## TRECHO ESCOLHIDO

<<<<

NA COMPREENSÃO DO PRAZER
DÁ-SE O FINAL DO SOFRIMENTO
Vejamos o que está implicado no prazer
e se é possível viver-se num mundo em que não exista o prazer, porém um
extraordinário estado de alegria, de bem-aventurança.
Estamos, todos nós, empenhados
na busca do prazer, nesta ou naquela forma — prazer intelectual, sensual
ou cultural; o prazer da reforma, de dizer aos outros o que devem
fazer, de atenuar os males da sociedade, de fazer o bem; o prazer de ter
conhecimentos mais vastos, maior satisfação física, mais experiências,
mais compreensão da vida, de possuir todas as qualidades engenhosas e
sutis da mente; e, naturalmente, o prazer supremo: a posse de Deus.
O prazer é a estrutura da
sociedade. Da infância à morte, secreta ou ardilosamente, ou
abertamente, buscamos o prazer. Assim, qualquer que seja a nossa forma
de prazer, acho que devemos vê-la muito claramente, porque será ela que irá guiar e moldar a nossa vida.
Por conseguinte, o importante é que cada um de nós investigue com
atenção, cautela, precisão, a questão do prazer, porque achar o prazer e
depois nutri-lo e mantê-lo constitui uma necessidade básica da vida e
sem ele a existência se torna monótona, estúpida, ensombrada pela
solidão e sem nenhum significado.
Perguntareis então: "Então por
que razão não deve a vida ser guiada pelo prazer?" — Pela razão muito
simples que o prazer traz necessariamente a dor, a frustração, o
sofrimento, o medo, e, como resultado do medo, a violência. Se desejais
viver dessa maneira, vivei; aliás, é o que a maioria faz. Mas, se desejais livrar-vos do sofrimento, deveis compreender a inteira estrutura do prazer.
Compreender o prazer não
significa negá-lo. Não o estamos condenando ou dizendo que é bom ou mau,
mas, se o cultivamos, o façamos de olhos abertos, sabendo que a mente
que está a buscar prazer encontrará inevitavelmente a sua sombra — a
dor. As suas coisas não podem ser separadas, embora busquemos o prazer e
procuremos evitar a dor.
Ora, por que é que a mente está
sempre a exigir prazer? Por que razão fazemos coisas nobres e ignóbeis
sempre com esse desejo secreto de prazer? Por que nos sacrificamos e
sofremos, sempre pendentes desse tênue fio do prazer? O que é o prazer, e
como nasce?...
O prazer se torna existente em quatro fazes: percepção, sensação, contato e desejo.

>>>>

## O PROBLEMA
Reproduza, no trecho sobre o prazer, a parte que abre com as palavras que contêm "Compreender o prazer" e fecha com "evitar a dor.". Baseie-se só no trecho sobre o prazer.

## PARTE DOS DADOS

<<<<

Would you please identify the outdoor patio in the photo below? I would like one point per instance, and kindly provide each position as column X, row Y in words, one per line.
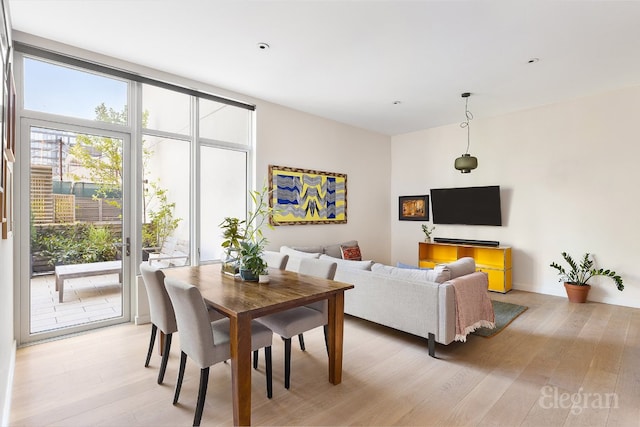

>>>>

## RESULTADO FINAL
Compreender o prazer não
significa negá-lo. Não o estamos condenando ou dizendo que é bom ou mau,
mas, se o cultivamos, o façamos de olhos abertos, sabendo que a mente
que está a buscar prazer encontrará inevitavelmente a sua sombra — a
dor. As suas coisas não podem ser separadas, embora busquemos o prazer e
procuremos evitar a dor.